Amt des Ostbeauftragten Wichtiger Netzwerker oder "Reiseonkel"?
Der Ostbeauftragte der Bundesregierung, Schneider, arbeitet meist hinter den Kulissen. Mit seiner Sommerreise will er zeigen, was er bewirkt. Manche halten sein Amt jedoch für überflüssig.
Carsten Schneider hat Energie. Bei seiner Sommerreise für die Presse jagt ein Lokaltermin den anderen. Vor Ort geht es dann auch um Energie, vor allem um Energieträger. Da kommen Öl und Gas noch vor, aber vor allem kümmert Schneider sich um die Erneuerbaren. Dabei will der Ostbeauftragte auch zeigen, wie wichtig Ostdeutschlands Beitrag zur Energieversorgung hierzulande ist.
Schon im Pressebus erzählt er davon: "In den meisten Ländern außer in Sachsen haben wir Energieüberschuss aus erneuerbaren Energien für den Rest Deutschlands. Wir sind ganz oft auch Transportland, also durch mein Heimatland Thüringen gehen riesige Kabel, damit wir im Süden auch Strom haben für die Industrie."
Das Bild des Ostens
Schneiders Mission: die Stärken Ostdeutschlands betonen und zeigen, "dass man heilfroh sein kann, dass der Osten dazugehört". Erste Station der Reise: Schwedt, Standort der großen Raffinerie. Sie geriet in Schwierigkeiten durch den Lieferstopp Russlands. Eine Zeitenwende, in der es für den Betrieb um die Existenz ging - und für die etwa 3.000 Arbeitskräfte, die daran hängen, auch.
Bürgermeisterin Annekatrin Hoppe kennt Schneider, ihren Ostbeauftragten, inzwischen ganz gut und sagt: "Dafür bin ich außerordentlich dankbar, dass ich über den Carsten Schneider den direkten Draht ins Bundeskanzleramt habe." Wenn es Schwierigkeiten gibt, wenn sie wissen will, warum etwas länger dauert oder welche Fristen wichtig sind - sie kann einfach anrufen. Dass beide das gleiche Parteibuch haben, erleichtert die Sache wohl.
Das heißt für Schwedt: Bundeskanzler Olaf Scholz war da, Bundeswirtschaftsminister Robert Habeck auch und Carsten Schneider sowieso. Die Raffinerie hat die Krise überstanden.
Der Geschäftsführer von PCK, Harry Gnorski, will sich eigentlich nicht politisch äußern. Aber zum Thema Ostbeauftragter sagt er dann doch etwas: "Persönlich finde ich es gut, dass der Osten repräsentiert ist. Ich denke auch, wir brauchen noch Unterstützung, da kann jede helfende Hand nur positiv sein." Zum Beispiel wenn Schwedt eine neue Lebensader bekommen soll: eine große Stromleitung für die Herstellung von Wasserstoff.

● Datensatzauszüge:
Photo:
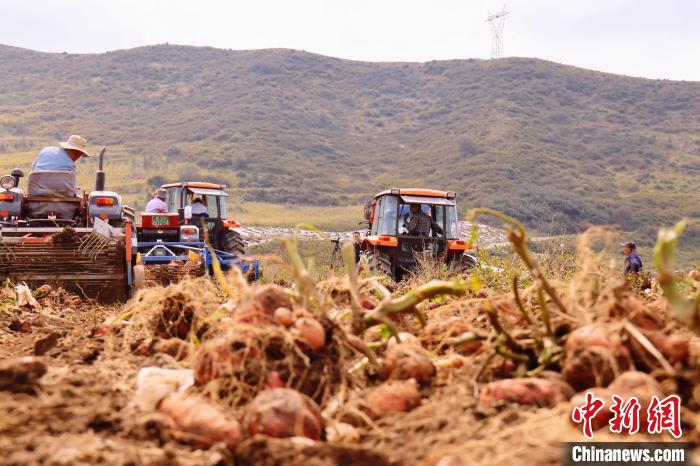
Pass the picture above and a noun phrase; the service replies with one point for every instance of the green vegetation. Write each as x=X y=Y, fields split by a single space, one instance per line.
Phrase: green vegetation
x=275 y=259
x=328 y=218
x=557 y=147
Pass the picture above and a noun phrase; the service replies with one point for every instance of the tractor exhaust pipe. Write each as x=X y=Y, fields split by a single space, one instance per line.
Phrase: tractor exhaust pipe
x=100 y=177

● Arbeitsanweisung A: Wie viele Arbeitskräfte hängen laut dem Artikel über den Ostbeauftragten am Betrieb der Raffinerie in Schwedt?
● Arbeitsanweisung B: Schreiben Sie den Artikel über den Ostbeauftragten im Anschluss an seinen letzten Satz weiter.

● Übungsergebnis A: Etwa 3.000.

● Übungsergebnis B:
Lubmin: gestern Erdgas, heute LNG, morgen Wasserstoff
Am Hafen von Lubmin steht eine Gasempfangsstation, ursprünglich gebaut für die Pipelines Nordstream eins und zwei. Daneben steht wenig: eine große Brachfläche, im Hintergrund das stillgelegte DDR-Atomkraftwerk. Energie ist hier schon lange ein Thema.
Als Letztes hat die Deutsche ReGas in der Ostsee ein LNG-Terminal gebaut. Da war auch der Ostbeauftragte zur Stelle, erinnert sich Firmengründer Stephan Knabe: "Herr Schneider ist wirklich jemand, der sich nicht scheut, in die erste Reihe zu gehen und sich tatsächlich auch dem aufgeregten Gegenüber zu stellen, egal ob das jetzt Umweltverbände sind oder besorgte Bürger, und es ihnen zu erklären."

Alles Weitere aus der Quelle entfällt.